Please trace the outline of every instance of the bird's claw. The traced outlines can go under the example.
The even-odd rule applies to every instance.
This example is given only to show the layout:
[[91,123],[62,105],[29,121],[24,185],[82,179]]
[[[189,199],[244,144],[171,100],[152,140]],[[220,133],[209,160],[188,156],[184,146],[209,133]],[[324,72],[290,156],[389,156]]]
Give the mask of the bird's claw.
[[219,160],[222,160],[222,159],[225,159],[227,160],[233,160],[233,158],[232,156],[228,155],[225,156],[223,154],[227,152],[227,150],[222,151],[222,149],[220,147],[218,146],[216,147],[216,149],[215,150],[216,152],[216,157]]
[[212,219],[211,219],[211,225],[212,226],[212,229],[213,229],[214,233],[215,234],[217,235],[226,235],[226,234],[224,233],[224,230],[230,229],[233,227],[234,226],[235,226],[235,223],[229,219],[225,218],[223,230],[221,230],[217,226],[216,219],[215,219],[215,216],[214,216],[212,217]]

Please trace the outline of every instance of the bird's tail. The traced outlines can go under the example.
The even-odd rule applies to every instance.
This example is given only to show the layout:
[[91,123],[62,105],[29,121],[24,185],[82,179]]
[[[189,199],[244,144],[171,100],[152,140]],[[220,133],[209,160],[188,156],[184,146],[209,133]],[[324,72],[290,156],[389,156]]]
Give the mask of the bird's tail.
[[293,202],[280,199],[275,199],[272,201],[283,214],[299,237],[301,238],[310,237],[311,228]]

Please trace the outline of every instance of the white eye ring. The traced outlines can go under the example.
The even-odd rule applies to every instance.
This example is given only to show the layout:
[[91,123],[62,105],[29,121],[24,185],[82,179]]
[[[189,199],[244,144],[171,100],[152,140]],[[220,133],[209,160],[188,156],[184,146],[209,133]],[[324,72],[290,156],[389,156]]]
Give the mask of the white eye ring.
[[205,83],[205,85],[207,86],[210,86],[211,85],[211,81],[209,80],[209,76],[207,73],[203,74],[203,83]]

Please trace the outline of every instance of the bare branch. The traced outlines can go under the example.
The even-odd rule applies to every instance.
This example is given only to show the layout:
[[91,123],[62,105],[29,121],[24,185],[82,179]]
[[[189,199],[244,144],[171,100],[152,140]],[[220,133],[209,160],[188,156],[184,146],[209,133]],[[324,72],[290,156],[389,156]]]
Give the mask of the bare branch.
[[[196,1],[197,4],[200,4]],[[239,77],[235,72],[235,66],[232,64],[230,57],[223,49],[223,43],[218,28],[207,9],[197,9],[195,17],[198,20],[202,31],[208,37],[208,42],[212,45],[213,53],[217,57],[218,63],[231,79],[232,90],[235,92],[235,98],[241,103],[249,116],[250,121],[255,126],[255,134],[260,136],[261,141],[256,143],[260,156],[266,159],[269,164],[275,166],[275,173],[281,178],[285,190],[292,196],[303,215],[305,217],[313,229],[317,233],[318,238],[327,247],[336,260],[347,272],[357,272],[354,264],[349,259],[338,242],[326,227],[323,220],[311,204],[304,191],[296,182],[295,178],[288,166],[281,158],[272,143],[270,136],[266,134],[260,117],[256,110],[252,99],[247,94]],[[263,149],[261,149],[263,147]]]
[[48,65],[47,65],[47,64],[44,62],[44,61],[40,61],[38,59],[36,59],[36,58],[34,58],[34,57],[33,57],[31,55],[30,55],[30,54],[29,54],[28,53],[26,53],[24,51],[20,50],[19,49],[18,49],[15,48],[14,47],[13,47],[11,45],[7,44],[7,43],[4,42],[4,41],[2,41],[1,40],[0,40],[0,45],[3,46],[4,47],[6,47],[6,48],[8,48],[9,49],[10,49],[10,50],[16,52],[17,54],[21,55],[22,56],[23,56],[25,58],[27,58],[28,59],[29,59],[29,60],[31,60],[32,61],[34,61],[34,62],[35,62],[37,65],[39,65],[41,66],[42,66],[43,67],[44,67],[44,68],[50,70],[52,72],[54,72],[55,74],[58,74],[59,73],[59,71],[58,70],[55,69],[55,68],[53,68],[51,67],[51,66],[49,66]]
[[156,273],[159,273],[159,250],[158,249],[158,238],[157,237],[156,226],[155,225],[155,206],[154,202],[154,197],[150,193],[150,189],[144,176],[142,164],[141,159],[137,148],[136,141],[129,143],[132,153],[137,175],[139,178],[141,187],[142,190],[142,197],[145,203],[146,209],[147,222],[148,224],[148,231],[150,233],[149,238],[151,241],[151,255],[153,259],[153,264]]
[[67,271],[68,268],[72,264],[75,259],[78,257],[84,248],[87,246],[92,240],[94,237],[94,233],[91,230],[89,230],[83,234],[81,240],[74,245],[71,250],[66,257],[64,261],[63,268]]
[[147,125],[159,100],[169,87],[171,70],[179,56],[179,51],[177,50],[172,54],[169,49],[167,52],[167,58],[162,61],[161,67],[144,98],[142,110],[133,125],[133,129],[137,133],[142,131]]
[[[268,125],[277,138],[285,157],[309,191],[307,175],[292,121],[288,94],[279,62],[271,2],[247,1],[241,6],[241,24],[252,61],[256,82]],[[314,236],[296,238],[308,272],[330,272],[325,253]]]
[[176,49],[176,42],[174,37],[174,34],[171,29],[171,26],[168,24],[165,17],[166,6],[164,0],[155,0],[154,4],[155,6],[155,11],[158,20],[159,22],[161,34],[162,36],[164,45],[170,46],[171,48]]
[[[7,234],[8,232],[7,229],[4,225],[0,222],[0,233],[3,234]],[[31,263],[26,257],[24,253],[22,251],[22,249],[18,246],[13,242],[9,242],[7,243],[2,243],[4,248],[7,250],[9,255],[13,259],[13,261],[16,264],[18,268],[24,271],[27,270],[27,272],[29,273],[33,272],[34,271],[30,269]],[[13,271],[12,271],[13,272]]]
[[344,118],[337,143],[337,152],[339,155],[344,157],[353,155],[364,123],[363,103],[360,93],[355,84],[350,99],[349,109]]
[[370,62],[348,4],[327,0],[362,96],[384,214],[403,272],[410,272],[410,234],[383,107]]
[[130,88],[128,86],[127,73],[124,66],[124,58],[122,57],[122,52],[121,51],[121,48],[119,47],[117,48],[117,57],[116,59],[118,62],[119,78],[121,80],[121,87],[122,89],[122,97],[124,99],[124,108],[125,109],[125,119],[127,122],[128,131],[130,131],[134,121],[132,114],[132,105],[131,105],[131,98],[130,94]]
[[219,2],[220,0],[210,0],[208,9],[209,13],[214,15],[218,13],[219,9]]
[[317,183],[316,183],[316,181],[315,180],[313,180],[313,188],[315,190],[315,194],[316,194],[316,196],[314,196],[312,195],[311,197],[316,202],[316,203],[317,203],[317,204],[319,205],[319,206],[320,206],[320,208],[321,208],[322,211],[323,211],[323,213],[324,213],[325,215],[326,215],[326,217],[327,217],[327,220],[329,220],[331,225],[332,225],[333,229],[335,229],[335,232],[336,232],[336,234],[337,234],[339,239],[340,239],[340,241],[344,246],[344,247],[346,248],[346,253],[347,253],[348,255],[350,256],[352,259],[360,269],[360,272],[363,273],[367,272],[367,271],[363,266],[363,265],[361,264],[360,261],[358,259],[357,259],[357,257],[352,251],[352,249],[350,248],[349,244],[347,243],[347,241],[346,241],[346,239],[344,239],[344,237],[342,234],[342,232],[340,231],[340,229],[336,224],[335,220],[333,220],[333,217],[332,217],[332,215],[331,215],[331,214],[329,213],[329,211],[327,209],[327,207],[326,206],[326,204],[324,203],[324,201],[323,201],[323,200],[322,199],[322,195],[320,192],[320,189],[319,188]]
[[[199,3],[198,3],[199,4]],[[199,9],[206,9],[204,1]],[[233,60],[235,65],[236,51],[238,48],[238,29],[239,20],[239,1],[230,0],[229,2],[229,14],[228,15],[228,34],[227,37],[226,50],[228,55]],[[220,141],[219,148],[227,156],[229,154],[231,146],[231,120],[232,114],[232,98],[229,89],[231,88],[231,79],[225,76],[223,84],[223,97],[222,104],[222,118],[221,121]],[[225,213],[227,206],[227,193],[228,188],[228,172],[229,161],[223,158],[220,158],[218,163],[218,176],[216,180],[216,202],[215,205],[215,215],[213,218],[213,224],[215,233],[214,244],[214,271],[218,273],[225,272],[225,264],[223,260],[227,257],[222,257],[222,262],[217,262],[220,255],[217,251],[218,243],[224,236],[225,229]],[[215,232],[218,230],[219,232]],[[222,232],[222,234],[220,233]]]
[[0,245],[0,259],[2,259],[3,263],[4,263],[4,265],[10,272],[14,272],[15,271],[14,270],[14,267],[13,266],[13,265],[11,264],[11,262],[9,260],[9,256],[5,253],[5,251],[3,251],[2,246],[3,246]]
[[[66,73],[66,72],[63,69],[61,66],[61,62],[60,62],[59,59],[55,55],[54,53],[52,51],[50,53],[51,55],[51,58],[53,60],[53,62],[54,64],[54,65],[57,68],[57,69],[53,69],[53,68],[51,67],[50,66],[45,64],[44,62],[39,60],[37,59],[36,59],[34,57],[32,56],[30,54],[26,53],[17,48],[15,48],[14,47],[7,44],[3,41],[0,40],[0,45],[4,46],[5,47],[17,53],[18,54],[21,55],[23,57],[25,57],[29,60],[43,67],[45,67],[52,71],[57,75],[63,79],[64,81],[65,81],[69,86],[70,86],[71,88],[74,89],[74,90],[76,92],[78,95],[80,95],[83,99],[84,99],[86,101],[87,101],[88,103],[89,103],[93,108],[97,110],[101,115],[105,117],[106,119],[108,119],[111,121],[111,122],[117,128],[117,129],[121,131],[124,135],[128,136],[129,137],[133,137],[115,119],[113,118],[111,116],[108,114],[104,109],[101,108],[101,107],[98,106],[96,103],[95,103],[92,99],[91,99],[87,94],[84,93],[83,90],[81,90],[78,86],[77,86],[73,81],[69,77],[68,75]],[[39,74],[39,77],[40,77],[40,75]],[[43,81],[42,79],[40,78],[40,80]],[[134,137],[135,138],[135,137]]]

Exercise:
Please collect every line of the items above that contains the word "bare". Case counts, so uppercase and lowercase letters are treated as different.

Full response:
Please trace the outline of every instance of the bare branch. The traced outlines can go under the example.
Give the mask of the bare branch.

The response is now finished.